TEXT BLOCK>
══════════

Americans are a “positive” people—cheerful, optimistic, and upbeat: this is our reputation as well as our self-image. But more than a temperament, being positive, we are told, is the key to success and prosperity.

In this utterly original take on the American frame of mind, Barbara Ehrenreich traces the strange career of our sunny outlook from its origins as a marginal nineteenth-century healing technique to its enshrinement as a dominant, almost mandatory, cultural attitude. Evangelical mega-churches preach the good news that you only have to want something to get it, because God wants to “prosper” you. The medical profession prescribes positive thinking for its presumed health benefits. Academia has made room for new departments of “positive psychology” and the “science of happiness.” Nowhere, though, has bright-siding taken firmer root than within the business community, where, as Ehrenreich shows, the refusal even to consider negative outcomes—like mortgage defaults—contributed directly to the current economic crisis. 

With the mythbusting powers for which she is acclaimed, Ehrenreich exposes the downside of Americas penchant for positive thinking: On a personal level, it leads to self-blame and a morbid preoccupation with stamping out “negative” thoughts. On a national level, its brought us an era of irrational optimism resulting in disaster. This is Ehrenreich at her provocative best—poking holes in conventional wisdom and faux science, and ending with a call for existential clarity and courage.

══════════

Excerpts from a dataset>
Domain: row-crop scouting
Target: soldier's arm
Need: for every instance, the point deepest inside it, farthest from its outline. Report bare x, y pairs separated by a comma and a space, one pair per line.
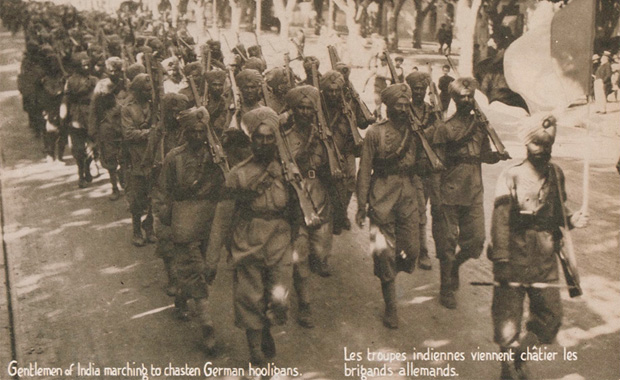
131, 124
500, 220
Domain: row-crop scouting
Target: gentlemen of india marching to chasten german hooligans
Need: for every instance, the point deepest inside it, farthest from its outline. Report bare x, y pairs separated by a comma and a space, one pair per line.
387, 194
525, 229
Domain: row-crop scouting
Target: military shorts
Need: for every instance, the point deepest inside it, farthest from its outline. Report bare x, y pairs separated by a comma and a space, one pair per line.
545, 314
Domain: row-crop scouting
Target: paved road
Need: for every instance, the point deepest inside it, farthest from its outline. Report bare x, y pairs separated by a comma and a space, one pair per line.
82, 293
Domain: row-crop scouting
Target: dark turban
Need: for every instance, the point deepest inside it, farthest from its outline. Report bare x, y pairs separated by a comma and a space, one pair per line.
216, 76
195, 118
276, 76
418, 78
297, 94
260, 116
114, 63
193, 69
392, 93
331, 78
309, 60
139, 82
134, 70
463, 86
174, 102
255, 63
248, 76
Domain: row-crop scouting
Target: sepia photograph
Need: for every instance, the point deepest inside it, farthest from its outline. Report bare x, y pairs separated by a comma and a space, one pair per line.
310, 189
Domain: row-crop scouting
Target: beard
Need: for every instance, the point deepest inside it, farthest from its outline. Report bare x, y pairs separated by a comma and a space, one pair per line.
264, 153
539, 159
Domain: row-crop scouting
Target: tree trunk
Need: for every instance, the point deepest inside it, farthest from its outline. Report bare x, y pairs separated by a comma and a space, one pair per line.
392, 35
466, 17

══════════

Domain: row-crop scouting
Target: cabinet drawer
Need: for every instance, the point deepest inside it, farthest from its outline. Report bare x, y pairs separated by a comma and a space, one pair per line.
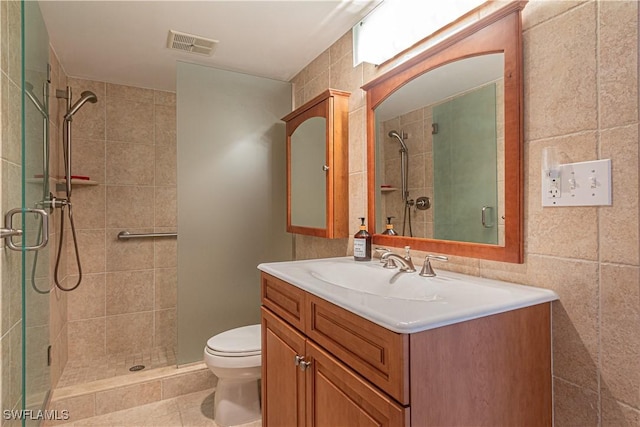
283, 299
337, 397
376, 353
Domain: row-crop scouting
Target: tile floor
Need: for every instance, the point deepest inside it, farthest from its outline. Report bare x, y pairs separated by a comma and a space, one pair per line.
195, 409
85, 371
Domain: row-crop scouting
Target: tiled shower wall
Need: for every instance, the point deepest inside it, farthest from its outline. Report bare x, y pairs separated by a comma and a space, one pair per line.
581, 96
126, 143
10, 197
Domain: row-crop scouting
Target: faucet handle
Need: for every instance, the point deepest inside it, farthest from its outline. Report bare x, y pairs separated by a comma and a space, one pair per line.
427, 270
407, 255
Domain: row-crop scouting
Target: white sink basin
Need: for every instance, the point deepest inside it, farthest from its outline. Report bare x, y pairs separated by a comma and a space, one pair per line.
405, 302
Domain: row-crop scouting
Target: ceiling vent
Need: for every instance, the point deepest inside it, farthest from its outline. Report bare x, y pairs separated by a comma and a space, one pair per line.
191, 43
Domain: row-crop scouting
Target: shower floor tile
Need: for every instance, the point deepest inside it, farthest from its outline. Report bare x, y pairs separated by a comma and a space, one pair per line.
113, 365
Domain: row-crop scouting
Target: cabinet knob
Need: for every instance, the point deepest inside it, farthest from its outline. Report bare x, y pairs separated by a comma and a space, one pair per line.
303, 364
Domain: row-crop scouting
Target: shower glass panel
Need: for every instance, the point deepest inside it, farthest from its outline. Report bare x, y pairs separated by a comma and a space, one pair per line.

══════════

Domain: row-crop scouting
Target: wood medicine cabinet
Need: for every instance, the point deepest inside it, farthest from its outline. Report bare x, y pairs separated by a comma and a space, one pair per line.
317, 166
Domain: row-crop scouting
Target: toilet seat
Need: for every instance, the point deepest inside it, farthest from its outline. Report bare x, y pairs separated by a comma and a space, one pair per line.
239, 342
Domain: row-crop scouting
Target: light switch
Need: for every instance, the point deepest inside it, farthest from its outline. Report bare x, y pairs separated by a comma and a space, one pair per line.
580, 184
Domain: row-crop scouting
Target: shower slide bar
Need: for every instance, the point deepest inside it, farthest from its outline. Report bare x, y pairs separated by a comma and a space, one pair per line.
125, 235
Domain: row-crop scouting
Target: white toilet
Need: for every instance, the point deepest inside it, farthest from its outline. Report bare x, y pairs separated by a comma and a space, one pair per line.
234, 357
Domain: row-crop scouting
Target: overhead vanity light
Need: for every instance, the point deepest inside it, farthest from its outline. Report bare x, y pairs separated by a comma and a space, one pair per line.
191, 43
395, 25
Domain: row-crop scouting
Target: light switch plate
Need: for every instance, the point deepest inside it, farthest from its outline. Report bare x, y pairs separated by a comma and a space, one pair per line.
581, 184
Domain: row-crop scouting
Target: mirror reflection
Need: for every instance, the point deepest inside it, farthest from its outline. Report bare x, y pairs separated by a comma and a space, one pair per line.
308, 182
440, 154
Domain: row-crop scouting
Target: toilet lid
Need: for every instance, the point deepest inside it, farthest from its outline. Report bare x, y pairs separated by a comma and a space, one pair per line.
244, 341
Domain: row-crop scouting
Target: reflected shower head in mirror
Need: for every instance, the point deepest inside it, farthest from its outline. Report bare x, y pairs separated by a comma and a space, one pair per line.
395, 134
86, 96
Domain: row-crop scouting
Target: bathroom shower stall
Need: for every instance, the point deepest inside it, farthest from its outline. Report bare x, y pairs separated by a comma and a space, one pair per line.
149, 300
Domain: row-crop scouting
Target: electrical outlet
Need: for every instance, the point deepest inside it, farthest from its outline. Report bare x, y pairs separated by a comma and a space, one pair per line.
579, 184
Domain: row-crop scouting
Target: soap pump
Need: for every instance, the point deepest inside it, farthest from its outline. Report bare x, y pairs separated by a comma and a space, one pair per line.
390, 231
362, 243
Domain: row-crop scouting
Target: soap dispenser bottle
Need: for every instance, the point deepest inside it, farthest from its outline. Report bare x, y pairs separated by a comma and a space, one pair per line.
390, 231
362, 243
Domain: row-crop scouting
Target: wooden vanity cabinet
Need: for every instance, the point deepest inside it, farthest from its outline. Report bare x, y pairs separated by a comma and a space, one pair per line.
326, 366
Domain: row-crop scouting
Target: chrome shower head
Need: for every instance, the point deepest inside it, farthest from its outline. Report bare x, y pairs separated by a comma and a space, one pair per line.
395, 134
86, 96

══════════

Answer these questions from the description of the book on positive thinking:
(a) What did the American sunny outlook originate as?
(b) Where has bright-siding taken firmer root than anywhere else?
(c) On a personal level, what does positive thinking lead to?
The data has no role in this exercise.

(a) A marginal nineteenth-century healing technique.
(b) Within the business community.
(c) Self-blame and a morbid preoccupation with stamping out "negative" thoughts.